## Prompt
For the entries below, report every line that includes the word "background".

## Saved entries
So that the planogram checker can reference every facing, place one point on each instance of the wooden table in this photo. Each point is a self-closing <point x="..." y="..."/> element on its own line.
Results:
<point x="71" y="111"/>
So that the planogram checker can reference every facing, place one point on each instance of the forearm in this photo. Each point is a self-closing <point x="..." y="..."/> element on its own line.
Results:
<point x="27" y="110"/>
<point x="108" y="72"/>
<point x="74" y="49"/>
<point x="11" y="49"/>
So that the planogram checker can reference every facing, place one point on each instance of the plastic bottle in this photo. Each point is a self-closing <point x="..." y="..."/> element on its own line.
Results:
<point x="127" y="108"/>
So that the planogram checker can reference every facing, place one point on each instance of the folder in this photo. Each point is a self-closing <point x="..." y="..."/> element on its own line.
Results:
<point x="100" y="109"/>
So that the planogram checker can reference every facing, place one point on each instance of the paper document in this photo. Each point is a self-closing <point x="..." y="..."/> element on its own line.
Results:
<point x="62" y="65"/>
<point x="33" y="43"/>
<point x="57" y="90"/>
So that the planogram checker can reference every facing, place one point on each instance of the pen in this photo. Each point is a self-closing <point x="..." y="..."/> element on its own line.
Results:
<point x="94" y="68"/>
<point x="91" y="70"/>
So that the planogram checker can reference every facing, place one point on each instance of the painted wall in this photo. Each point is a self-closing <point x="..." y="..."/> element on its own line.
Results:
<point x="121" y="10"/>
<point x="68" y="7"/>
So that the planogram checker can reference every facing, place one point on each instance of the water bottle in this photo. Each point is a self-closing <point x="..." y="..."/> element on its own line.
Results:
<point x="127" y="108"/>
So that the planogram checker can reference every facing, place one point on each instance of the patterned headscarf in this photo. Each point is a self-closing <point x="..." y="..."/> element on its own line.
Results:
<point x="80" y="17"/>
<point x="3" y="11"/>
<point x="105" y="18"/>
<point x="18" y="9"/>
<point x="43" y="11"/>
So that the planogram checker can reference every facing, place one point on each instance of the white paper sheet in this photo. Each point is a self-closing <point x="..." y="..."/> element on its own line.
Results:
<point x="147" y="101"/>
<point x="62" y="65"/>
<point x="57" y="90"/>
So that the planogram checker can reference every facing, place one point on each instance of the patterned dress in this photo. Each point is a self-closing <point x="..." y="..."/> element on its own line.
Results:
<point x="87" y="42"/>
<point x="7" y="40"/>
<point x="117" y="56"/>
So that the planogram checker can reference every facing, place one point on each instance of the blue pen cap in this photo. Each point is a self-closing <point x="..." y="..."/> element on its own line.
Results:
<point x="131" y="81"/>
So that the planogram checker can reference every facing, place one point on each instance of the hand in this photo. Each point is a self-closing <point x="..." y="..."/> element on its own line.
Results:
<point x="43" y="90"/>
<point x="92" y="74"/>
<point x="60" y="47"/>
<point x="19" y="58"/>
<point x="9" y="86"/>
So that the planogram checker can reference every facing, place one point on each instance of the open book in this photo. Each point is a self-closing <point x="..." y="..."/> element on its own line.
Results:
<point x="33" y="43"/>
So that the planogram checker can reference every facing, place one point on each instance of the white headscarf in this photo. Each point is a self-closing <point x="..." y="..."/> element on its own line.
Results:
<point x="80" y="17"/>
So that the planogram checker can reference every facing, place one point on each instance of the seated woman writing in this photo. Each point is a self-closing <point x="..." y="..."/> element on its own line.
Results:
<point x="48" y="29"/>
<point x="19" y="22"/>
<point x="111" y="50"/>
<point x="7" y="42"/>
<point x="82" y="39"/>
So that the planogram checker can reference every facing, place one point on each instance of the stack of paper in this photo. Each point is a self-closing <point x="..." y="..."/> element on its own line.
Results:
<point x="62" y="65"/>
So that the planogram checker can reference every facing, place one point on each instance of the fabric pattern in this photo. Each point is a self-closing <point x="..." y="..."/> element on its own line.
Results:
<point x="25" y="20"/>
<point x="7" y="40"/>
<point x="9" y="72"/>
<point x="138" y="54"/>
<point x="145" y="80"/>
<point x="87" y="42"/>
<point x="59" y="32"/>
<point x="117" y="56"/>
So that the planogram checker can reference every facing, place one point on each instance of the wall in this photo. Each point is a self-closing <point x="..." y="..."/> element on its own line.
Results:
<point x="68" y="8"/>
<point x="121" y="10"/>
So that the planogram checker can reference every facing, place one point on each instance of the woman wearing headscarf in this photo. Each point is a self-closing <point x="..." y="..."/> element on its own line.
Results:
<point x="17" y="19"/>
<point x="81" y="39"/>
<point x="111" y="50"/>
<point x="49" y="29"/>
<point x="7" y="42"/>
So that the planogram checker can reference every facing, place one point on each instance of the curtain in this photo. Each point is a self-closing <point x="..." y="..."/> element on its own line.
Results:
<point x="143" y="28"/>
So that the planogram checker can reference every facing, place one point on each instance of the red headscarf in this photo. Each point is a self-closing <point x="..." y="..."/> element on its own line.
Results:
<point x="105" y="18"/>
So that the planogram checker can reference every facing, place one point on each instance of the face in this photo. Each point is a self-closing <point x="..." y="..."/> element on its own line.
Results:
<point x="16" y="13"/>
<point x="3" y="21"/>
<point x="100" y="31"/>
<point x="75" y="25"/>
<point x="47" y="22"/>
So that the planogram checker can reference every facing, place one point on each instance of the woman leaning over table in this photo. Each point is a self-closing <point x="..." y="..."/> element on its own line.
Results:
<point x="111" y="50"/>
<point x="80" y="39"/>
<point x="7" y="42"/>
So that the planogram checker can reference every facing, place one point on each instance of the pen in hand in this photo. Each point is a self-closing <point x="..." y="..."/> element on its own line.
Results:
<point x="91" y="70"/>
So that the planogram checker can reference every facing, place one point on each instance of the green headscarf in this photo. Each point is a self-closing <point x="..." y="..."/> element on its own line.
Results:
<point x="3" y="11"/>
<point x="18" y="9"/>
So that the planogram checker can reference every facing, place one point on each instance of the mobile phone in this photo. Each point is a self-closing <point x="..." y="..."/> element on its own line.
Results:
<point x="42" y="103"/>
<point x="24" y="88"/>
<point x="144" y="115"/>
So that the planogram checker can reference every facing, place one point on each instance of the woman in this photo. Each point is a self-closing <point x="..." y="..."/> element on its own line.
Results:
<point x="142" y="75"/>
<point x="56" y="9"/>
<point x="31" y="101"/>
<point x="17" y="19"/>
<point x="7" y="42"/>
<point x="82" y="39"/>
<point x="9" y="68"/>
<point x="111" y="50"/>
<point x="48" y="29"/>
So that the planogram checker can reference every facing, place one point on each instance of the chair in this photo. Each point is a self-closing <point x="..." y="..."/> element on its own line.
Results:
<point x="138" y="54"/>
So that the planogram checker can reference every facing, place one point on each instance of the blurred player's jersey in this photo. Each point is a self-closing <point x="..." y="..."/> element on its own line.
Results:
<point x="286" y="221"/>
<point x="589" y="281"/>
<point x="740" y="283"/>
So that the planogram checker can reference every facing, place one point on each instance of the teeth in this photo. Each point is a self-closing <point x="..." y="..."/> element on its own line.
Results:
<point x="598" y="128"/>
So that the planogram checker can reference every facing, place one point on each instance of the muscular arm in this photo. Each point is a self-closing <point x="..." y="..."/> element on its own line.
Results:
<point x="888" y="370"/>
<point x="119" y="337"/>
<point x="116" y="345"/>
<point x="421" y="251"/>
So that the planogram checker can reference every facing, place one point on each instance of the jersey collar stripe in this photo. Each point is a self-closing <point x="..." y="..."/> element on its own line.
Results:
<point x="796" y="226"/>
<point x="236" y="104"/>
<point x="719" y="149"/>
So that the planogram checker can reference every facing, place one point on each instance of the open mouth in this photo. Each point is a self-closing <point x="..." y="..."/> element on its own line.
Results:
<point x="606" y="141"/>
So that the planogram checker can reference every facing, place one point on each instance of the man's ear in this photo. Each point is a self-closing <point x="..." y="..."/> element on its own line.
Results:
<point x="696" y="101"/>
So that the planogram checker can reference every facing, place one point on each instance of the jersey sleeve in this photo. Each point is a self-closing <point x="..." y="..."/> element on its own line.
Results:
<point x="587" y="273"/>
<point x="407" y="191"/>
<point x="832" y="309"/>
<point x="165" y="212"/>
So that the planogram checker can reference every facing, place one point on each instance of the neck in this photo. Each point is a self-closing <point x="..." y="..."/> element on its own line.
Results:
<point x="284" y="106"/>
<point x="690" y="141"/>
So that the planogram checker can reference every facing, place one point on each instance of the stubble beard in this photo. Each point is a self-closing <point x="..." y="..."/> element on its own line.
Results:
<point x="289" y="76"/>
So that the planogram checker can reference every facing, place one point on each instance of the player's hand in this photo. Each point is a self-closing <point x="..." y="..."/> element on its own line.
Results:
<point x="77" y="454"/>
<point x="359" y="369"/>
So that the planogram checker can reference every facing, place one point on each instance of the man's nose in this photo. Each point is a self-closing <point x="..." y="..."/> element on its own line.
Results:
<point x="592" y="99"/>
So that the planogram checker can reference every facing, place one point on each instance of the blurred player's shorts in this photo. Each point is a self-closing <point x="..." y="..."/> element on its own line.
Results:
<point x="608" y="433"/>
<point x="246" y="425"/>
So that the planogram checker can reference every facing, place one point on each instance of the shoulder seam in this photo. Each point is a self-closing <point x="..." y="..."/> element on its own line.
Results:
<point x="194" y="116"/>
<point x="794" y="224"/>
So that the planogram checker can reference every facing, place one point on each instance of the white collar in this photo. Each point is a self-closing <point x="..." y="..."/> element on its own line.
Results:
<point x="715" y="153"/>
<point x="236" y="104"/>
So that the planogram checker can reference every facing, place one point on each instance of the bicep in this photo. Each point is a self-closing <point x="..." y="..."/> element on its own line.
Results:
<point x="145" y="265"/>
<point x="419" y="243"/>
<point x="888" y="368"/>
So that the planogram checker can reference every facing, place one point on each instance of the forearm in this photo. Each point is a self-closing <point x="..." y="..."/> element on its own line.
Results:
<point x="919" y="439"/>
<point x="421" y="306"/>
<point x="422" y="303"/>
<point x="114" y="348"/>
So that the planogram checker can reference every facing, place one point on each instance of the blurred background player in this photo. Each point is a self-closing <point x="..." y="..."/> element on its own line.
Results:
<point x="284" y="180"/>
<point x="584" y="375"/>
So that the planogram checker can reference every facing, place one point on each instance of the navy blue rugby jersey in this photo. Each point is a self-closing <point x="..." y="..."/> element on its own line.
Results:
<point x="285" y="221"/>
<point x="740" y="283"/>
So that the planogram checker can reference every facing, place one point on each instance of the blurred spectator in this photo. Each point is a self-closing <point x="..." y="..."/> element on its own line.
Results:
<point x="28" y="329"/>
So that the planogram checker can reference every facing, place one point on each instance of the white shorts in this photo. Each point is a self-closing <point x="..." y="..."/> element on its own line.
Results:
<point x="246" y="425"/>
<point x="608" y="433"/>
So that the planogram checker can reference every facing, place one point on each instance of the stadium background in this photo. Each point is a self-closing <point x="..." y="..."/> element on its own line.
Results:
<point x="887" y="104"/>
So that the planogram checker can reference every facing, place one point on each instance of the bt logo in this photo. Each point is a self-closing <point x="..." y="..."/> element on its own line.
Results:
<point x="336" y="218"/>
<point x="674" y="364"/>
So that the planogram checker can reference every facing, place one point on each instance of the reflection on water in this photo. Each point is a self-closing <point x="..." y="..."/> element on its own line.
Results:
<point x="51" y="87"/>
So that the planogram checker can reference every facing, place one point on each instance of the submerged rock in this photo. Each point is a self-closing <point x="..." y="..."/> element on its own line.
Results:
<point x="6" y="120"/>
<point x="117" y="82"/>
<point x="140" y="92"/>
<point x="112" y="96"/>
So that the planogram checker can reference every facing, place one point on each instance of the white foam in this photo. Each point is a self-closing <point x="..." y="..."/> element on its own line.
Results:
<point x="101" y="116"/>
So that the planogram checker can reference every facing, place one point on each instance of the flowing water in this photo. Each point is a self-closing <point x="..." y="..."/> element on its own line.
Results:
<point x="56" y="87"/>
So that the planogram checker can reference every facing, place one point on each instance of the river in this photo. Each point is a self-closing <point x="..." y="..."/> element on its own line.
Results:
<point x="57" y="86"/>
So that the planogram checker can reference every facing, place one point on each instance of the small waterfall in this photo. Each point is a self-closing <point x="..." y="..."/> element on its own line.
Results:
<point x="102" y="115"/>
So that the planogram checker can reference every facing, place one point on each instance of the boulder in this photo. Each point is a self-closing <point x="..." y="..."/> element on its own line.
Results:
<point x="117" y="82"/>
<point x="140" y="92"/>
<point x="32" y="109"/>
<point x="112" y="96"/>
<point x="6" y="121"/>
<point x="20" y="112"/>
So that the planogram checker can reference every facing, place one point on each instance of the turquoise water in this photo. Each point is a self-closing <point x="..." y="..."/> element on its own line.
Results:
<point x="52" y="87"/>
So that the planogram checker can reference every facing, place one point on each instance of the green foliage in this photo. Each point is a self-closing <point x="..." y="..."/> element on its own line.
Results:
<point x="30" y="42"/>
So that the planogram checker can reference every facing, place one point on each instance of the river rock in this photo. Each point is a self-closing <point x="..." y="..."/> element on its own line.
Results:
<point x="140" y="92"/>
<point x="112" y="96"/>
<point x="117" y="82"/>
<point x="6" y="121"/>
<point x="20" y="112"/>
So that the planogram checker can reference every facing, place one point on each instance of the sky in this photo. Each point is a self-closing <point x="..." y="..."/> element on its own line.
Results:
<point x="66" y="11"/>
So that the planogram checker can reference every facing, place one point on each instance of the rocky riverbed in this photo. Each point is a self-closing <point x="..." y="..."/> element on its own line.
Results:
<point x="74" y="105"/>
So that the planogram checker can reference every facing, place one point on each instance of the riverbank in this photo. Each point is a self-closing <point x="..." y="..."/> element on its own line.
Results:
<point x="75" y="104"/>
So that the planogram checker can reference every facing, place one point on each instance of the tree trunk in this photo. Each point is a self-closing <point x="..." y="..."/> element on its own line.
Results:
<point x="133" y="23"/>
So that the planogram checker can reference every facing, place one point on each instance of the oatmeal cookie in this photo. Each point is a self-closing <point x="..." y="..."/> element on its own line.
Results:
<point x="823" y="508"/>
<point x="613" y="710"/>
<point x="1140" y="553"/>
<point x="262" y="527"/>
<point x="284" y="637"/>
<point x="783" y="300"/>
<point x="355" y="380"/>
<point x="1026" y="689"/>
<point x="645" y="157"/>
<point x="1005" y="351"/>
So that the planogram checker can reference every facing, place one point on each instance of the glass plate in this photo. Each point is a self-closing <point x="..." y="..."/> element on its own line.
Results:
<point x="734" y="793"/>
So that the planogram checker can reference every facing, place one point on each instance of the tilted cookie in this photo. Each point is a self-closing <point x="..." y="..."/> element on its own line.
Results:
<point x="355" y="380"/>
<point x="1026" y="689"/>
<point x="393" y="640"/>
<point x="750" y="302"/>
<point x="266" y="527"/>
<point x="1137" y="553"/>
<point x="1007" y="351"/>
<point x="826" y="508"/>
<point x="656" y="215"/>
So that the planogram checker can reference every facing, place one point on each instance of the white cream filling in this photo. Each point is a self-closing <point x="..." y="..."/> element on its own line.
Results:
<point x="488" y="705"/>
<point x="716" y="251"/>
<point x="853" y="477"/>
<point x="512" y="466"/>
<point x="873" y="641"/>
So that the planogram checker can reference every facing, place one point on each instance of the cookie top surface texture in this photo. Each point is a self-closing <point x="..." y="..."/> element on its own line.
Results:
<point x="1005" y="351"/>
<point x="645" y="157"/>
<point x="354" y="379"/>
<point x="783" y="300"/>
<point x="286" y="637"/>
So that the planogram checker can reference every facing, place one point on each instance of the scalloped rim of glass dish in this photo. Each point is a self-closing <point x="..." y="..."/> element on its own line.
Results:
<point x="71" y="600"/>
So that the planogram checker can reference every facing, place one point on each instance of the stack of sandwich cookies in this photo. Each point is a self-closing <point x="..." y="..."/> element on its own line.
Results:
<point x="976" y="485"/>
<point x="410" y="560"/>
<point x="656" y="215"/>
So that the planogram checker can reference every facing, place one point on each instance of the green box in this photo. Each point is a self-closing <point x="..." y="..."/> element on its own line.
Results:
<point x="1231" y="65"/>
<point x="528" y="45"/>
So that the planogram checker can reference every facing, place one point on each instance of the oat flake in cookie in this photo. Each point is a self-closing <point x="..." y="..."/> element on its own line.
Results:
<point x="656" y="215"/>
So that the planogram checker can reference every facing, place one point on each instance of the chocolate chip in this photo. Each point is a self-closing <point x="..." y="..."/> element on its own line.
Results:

## Solved exercise
So that the planogram checker can reference every facing, place one point on each instance of the blurred background player in this photo. Each point is a self-closing <point x="..." y="..."/> element on its own line.
So that the planogram checker can reference every facing, place one point on each instance of the stadium background in this photo. Each point is a self-closing <point x="..." y="..."/> element on its own line.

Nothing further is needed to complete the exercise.